**Your instructions**
In the forum thread on AI training efficiency, what does one poster call "the simplest canary"?

**Source passage**
-- -- --

In other words, data scarcity is not a fundamental problem, just a problem for the current paradigm.



I think quantization is the simplest canary.

If we can reduce the precision of the model parameters by 2~32x without much perceptible drop in performance, we are clearly dealing with something wildly inefficient.

I'm open to the possibility that over parameterization is essential as part of the training process, much like how MSAA/SSAA over sample the frame buffer to reduce information aliasing in the final scaled result (also wildly inefficient but very effective generally). However, I think for more exotic architectures (spiking / time domain) these rules don't work the same way. You can't back propagate a recurrent SNN so much of the prevailing machine learning mindset doesn't even apply.


It’s not clear that the inefficiency of the current paradigm is in the neural net architectures. It seems just as likely that it’s in the training objective.


Right. The objective is "correctly predict the entire training set", where that training set contains literally everything. So the objective becomes to speak every human language, every programming language, to understand every topic, to master every weird sub-genre of culture. That's an inherently very inefficient training objective if you just want an AI that can do some specific tasks. It's the whole insight behind models specific to summarization, text extraction, patch merging etc.

And don't forget the noise. If you look at the Anthropic papers it's clear from the examples they give that the dataset is still incredibly noisy even after extensive cleaning efforts. A lot of those parameters are being wasted trying to predict garbage outputs from HTML scraping gone wrong.


Now consider that the genius cannot physically interact with the world or the people therein, and uses her eyes only for reading text.


Yes - we train only on a subset of human communication, the one using written symbols (even voice has much much more depth to it), but human brains train on the actual physical world.

Human students who only learned some new words but have not (yet) even began to really comprehend a subject will just throw around random words and sentences that sound great but have no basis in reality too.

-- -- --

**Stored items**
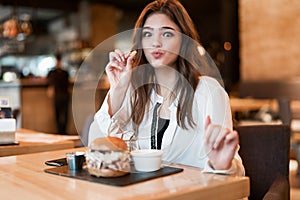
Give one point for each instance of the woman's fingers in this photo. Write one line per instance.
(215, 135)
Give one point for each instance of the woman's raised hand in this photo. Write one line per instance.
(119, 68)
(221, 143)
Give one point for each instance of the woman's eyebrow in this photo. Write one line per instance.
(161, 28)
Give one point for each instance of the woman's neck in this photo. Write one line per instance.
(166, 79)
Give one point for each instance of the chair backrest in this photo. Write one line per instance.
(264, 150)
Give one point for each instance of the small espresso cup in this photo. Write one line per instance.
(75, 160)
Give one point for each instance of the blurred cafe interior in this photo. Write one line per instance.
(254, 44)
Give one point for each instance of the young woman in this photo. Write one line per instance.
(157, 91)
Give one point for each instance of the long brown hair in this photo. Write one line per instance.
(143, 78)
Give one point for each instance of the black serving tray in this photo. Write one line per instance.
(128, 179)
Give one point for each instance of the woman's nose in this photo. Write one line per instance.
(156, 42)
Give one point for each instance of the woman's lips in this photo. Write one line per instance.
(157, 54)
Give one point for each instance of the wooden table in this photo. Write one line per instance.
(31, 142)
(22, 177)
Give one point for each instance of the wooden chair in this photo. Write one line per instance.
(264, 150)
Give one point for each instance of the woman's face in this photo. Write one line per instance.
(161, 40)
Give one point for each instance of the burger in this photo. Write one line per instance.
(108, 157)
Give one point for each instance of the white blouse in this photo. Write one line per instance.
(179, 145)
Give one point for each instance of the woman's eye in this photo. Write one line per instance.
(168, 34)
(147, 34)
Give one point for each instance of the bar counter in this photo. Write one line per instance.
(23, 177)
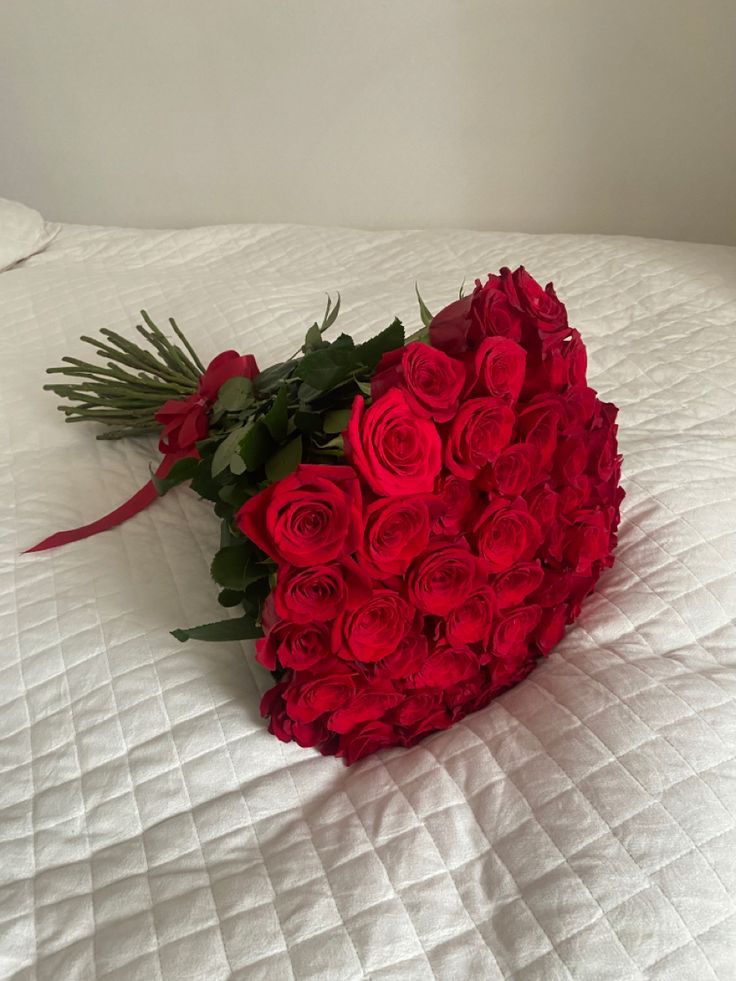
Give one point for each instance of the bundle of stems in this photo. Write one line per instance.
(125, 391)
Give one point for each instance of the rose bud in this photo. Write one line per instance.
(395, 451)
(312, 516)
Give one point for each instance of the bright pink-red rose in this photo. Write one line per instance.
(395, 451)
(312, 516)
(506, 535)
(478, 433)
(373, 629)
(432, 381)
(441, 579)
(471, 621)
(319, 592)
(499, 368)
(397, 530)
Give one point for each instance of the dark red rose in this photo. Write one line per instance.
(506, 535)
(397, 530)
(291, 645)
(433, 381)
(363, 707)
(551, 628)
(366, 739)
(499, 368)
(514, 471)
(441, 579)
(512, 634)
(406, 659)
(186, 421)
(309, 699)
(446, 666)
(395, 451)
(513, 587)
(471, 621)
(478, 433)
(319, 592)
(589, 539)
(374, 629)
(312, 516)
(459, 499)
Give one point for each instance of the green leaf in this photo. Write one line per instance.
(230, 597)
(276, 420)
(235, 395)
(370, 352)
(285, 460)
(227, 448)
(241, 628)
(336, 420)
(255, 446)
(424, 313)
(229, 565)
(182, 471)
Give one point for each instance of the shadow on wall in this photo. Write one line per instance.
(532, 116)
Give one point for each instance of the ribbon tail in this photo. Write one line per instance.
(134, 505)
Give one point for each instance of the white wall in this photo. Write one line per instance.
(541, 115)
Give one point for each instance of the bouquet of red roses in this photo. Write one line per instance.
(407, 524)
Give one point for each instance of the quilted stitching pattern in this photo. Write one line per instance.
(584, 826)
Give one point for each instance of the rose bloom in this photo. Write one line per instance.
(433, 381)
(375, 628)
(499, 368)
(441, 579)
(291, 645)
(363, 707)
(396, 531)
(319, 592)
(480, 430)
(459, 499)
(506, 535)
(366, 739)
(512, 634)
(311, 516)
(395, 451)
(471, 621)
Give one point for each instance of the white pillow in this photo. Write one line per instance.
(23, 232)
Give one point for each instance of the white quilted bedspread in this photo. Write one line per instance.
(583, 826)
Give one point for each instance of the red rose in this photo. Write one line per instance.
(512, 634)
(441, 579)
(310, 517)
(506, 535)
(499, 368)
(432, 380)
(471, 621)
(514, 470)
(396, 531)
(395, 451)
(291, 645)
(513, 587)
(319, 592)
(308, 700)
(375, 628)
(186, 421)
(480, 430)
(446, 666)
(459, 499)
(363, 707)
(366, 739)
(406, 659)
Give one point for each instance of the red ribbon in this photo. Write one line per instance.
(134, 505)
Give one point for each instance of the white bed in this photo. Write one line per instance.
(583, 826)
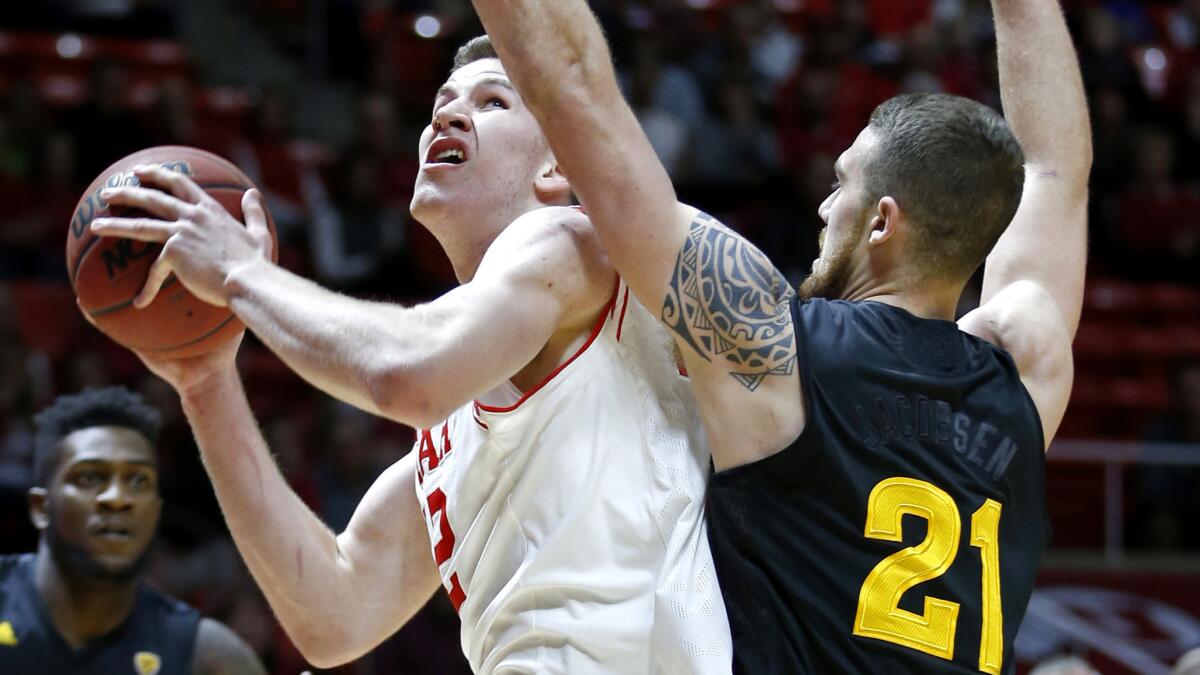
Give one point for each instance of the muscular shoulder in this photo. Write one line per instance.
(220, 651)
(1024, 321)
(552, 250)
(1021, 320)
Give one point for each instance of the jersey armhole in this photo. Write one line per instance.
(802, 365)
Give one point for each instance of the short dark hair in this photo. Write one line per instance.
(111, 406)
(954, 166)
(475, 49)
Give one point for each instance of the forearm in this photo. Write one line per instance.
(353, 350)
(556, 54)
(552, 51)
(293, 556)
(1042, 89)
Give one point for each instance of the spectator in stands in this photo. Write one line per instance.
(1169, 503)
(1065, 665)
(1158, 219)
(1188, 664)
(265, 155)
(103, 127)
(353, 236)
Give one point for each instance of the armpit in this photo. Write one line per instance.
(729, 302)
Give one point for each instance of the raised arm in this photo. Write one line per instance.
(336, 596)
(558, 59)
(1033, 279)
(414, 365)
(725, 302)
(1042, 91)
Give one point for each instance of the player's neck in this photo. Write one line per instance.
(466, 244)
(923, 300)
(81, 609)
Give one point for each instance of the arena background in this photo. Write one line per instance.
(747, 102)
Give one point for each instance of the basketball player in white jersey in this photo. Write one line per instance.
(558, 472)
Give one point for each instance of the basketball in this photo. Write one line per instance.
(107, 273)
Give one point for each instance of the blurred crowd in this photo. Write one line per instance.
(748, 102)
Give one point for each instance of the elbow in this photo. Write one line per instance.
(324, 646)
(409, 395)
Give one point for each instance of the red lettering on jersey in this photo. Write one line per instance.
(427, 459)
(442, 550)
(456, 595)
(444, 547)
(445, 440)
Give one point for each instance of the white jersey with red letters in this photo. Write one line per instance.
(568, 521)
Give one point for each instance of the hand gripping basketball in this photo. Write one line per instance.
(202, 243)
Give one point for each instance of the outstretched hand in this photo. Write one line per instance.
(192, 375)
(202, 243)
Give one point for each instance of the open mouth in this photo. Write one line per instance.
(114, 532)
(447, 151)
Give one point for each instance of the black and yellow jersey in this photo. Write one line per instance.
(159, 638)
(901, 531)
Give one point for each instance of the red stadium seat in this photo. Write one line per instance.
(1114, 298)
(1179, 302)
(47, 316)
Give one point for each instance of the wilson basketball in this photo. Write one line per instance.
(107, 273)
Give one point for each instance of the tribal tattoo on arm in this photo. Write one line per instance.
(727, 302)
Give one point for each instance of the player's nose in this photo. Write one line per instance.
(451, 117)
(114, 496)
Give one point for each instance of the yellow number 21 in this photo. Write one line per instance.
(933, 632)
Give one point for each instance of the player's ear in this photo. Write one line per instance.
(885, 220)
(551, 184)
(37, 506)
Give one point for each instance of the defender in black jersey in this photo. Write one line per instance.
(877, 505)
(77, 605)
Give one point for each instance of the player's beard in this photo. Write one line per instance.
(831, 279)
(73, 560)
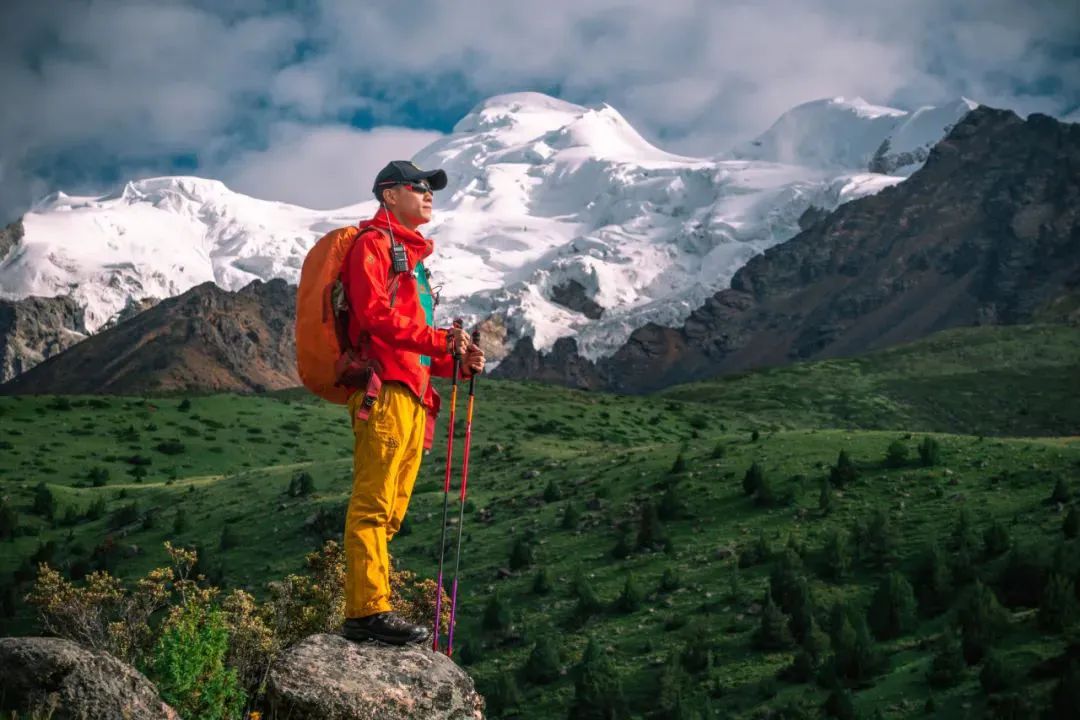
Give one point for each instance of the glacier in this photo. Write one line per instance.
(545, 198)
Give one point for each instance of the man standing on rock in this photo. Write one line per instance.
(392, 314)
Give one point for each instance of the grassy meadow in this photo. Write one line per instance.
(676, 559)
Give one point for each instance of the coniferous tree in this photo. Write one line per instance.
(1065, 697)
(552, 492)
(880, 540)
(1023, 578)
(929, 452)
(179, 521)
(854, 657)
(650, 532)
(521, 554)
(672, 506)
(837, 555)
(963, 535)
(1071, 525)
(672, 685)
(570, 517)
(543, 665)
(892, 609)
(631, 597)
(802, 612)
(947, 667)
(96, 510)
(825, 498)
(752, 480)
(497, 616)
(589, 601)
(933, 582)
(844, 472)
(622, 547)
(541, 583)
(1058, 609)
(9, 519)
(697, 654)
(996, 540)
(997, 676)
(1061, 493)
(784, 580)
(982, 620)
(669, 581)
(773, 633)
(228, 539)
(44, 503)
(895, 456)
(505, 696)
(838, 705)
(765, 496)
(597, 690)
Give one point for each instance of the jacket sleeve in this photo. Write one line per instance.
(366, 286)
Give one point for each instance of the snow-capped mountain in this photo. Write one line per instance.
(558, 219)
(851, 134)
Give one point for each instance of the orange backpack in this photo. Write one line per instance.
(328, 363)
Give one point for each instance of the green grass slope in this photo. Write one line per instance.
(1001, 403)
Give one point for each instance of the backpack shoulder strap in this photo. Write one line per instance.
(341, 304)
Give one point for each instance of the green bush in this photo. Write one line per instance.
(521, 554)
(543, 665)
(947, 667)
(930, 452)
(1071, 525)
(188, 666)
(631, 597)
(44, 503)
(753, 479)
(895, 456)
(844, 472)
(892, 609)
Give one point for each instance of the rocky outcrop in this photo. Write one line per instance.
(571, 295)
(37, 674)
(326, 677)
(205, 339)
(34, 329)
(563, 365)
(986, 232)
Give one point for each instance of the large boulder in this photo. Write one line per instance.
(77, 682)
(326, 677)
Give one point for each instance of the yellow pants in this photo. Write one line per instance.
(387, 452)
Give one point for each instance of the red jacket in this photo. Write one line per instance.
(403, 341)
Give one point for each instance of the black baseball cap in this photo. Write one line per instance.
(403, 171)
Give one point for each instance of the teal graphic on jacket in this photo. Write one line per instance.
(427, 301)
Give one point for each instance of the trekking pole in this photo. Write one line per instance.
(446, 490)
(461, 510)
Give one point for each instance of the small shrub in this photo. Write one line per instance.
(631, 598)
(188, 665)
(895, 456)
(543, 665)
(929, 452)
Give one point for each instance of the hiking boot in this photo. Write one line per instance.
(385, 626)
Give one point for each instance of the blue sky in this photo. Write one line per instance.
(302, 100)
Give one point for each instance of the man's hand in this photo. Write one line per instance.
(474, 361)
(457, 341)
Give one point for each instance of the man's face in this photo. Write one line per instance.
(410, 202)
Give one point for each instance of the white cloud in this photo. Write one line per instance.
(134, 81)
(321, 166)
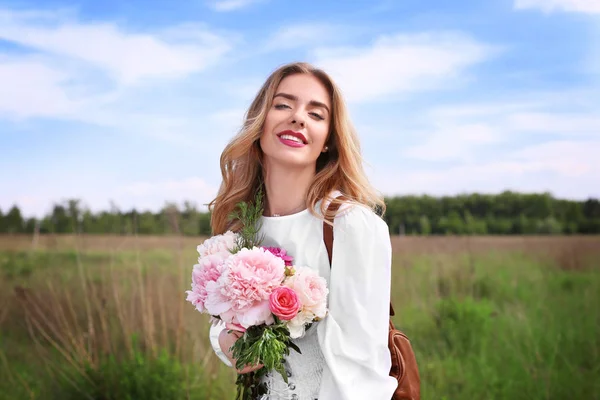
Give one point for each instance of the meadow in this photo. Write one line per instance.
(104, 317)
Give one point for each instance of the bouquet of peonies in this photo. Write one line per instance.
(258, 291)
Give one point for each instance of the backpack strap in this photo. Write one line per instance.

-- -- --

**Your response**
Quantization.